● Point-per-instance localization data:
*** Block opens ***
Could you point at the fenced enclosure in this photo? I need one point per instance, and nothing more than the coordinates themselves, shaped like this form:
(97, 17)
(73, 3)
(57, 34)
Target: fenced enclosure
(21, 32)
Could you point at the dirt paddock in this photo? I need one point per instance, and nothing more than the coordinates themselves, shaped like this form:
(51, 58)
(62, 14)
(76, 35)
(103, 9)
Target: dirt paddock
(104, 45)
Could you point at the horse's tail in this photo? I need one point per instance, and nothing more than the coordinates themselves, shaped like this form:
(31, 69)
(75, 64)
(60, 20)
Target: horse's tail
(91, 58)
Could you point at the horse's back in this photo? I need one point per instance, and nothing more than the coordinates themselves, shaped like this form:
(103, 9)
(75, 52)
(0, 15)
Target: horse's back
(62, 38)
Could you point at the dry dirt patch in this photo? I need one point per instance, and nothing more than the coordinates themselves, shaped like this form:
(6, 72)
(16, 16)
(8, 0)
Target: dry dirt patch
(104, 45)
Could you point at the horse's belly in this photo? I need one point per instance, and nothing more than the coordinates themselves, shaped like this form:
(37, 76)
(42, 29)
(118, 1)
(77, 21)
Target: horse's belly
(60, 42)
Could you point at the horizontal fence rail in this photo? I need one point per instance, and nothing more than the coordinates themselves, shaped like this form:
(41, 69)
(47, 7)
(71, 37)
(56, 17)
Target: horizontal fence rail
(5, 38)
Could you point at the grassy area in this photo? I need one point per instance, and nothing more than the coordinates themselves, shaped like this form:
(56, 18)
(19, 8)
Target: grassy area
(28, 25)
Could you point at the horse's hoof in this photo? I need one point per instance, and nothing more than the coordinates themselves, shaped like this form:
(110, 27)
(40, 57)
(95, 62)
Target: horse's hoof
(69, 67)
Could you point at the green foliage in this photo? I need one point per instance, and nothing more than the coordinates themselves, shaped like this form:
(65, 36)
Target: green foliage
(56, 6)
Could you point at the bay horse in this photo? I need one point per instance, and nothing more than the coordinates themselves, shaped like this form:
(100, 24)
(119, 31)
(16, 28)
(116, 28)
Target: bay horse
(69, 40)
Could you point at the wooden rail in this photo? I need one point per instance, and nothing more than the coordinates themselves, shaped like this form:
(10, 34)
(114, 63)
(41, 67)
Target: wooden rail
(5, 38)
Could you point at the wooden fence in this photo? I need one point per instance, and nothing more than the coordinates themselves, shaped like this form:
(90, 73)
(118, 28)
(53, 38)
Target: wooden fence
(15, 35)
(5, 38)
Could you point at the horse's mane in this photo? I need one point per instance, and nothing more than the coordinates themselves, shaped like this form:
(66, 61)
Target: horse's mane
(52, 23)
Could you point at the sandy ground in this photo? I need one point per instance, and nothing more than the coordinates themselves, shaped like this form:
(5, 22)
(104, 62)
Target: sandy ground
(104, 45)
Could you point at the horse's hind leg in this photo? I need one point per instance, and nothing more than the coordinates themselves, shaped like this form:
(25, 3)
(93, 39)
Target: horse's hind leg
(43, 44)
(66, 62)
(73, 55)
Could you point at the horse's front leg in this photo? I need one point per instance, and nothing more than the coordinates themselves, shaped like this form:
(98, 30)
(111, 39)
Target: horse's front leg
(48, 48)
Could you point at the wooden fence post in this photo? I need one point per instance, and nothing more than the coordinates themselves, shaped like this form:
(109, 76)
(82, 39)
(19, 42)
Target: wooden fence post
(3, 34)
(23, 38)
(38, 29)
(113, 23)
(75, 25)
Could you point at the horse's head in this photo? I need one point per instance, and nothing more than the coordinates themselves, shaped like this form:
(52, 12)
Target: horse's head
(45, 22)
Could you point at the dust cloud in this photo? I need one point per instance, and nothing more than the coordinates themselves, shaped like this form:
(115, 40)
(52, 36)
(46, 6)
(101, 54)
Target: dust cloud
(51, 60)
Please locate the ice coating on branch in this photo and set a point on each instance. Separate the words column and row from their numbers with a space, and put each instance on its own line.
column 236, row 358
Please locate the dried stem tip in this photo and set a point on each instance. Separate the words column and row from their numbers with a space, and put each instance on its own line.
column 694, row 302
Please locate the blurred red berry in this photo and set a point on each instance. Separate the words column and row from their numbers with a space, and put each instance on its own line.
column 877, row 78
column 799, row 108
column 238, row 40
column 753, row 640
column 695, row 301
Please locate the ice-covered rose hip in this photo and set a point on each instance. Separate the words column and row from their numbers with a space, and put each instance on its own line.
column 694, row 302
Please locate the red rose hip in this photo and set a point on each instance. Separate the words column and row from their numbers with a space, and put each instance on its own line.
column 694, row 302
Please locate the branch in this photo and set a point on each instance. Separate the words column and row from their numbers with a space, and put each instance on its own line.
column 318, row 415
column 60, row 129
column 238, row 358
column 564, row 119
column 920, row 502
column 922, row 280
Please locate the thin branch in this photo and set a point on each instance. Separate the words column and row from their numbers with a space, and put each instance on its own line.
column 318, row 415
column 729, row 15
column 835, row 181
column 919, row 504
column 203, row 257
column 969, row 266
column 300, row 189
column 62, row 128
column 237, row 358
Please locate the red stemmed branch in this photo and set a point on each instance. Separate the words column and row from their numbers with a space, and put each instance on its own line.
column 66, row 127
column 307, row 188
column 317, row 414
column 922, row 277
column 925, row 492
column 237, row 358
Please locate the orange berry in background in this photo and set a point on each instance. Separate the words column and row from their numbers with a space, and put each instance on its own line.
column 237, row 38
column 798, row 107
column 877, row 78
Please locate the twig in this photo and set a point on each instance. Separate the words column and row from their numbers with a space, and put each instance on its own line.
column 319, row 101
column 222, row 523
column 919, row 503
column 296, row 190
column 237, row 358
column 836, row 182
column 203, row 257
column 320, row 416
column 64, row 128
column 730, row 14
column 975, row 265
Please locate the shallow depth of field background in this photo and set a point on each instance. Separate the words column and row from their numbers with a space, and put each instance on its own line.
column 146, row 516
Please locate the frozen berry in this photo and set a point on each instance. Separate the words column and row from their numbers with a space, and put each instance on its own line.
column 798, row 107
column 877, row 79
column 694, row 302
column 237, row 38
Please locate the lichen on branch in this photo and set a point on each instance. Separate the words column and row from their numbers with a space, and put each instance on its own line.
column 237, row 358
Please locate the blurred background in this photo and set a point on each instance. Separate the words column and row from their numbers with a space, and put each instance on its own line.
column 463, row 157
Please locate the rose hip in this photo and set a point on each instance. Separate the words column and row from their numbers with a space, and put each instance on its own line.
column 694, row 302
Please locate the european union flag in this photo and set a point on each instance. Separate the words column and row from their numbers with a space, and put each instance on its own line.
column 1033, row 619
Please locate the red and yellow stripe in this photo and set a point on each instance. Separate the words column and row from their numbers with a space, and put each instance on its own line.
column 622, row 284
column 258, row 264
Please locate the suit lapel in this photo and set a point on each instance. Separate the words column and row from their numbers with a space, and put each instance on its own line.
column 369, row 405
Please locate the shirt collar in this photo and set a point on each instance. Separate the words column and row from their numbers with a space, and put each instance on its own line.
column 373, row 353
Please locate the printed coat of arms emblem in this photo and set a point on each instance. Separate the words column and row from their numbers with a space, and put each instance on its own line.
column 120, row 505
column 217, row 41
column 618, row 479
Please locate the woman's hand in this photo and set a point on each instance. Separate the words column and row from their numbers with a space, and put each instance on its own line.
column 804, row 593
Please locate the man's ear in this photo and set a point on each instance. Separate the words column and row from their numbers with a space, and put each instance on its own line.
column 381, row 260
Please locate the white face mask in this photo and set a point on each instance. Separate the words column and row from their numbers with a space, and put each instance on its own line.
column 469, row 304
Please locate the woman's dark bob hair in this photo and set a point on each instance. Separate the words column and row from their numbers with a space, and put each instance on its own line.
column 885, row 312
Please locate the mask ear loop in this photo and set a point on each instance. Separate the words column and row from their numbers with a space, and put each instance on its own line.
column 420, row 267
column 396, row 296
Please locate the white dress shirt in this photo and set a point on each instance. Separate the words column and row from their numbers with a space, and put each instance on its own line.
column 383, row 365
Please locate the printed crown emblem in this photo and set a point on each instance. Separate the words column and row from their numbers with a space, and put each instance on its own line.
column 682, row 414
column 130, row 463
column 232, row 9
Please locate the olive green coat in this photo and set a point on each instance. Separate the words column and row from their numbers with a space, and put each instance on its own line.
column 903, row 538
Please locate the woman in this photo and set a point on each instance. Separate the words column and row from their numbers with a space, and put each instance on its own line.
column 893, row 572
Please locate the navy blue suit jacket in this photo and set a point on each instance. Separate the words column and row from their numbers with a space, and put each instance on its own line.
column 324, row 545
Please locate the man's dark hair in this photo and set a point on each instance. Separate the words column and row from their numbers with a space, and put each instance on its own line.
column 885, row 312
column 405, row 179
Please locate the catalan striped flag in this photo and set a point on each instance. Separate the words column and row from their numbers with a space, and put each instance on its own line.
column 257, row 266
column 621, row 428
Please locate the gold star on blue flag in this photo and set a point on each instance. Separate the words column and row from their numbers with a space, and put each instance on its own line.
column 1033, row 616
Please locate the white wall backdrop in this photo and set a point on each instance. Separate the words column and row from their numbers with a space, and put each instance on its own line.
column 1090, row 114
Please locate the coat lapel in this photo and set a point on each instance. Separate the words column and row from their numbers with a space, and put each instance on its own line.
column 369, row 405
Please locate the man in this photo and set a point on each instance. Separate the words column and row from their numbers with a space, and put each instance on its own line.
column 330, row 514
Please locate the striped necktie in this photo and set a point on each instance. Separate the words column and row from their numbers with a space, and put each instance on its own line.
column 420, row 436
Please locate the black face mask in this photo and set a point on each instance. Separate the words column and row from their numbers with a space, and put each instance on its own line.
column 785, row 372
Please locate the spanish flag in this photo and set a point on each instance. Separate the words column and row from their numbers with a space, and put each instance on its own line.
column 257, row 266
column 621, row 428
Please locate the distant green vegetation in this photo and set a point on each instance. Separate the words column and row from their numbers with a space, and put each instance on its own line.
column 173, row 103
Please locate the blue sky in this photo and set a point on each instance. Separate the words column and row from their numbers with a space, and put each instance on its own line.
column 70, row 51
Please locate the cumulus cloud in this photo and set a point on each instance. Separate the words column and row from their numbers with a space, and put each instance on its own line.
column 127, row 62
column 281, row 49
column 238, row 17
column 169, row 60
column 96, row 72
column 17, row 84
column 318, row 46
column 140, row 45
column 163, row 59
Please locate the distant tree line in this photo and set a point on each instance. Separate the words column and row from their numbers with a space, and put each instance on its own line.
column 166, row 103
*** Block closes ***
After locating the line that contains "Could you point at the horse's back", please copy exactly every line from the start of the records through it, and nothing else.

● SOLUTION:
Could you point at the fenced enclosure in this photo? I need one point per instance, and nothing more than the coordinates themselves, shaped like this form:
(97, 17)
(73, 3)
(57, 34)
Target: fenced enclosure
(21, 32)
Could you point at the dirt paddock in this photo? I need one point per instance, and nothing more than the coordinates themselves, shaped like this form:
(51, 58)
(62, 14)
(76, 35)
(103, 9)
Target: dirt paddock
(104, 45)
Could you point at the horse's tail in this photo? I need one point per instance, and nothing more than the coordinates themselves, shaped like this form:
(31, 69)
(75, 64)
(60, 20)
Target: horse's tail
(91, 58)
Could you point at the horse's back in this photo? I need one point per instance, and nothing more than the coordinates themselves, shaped like this form:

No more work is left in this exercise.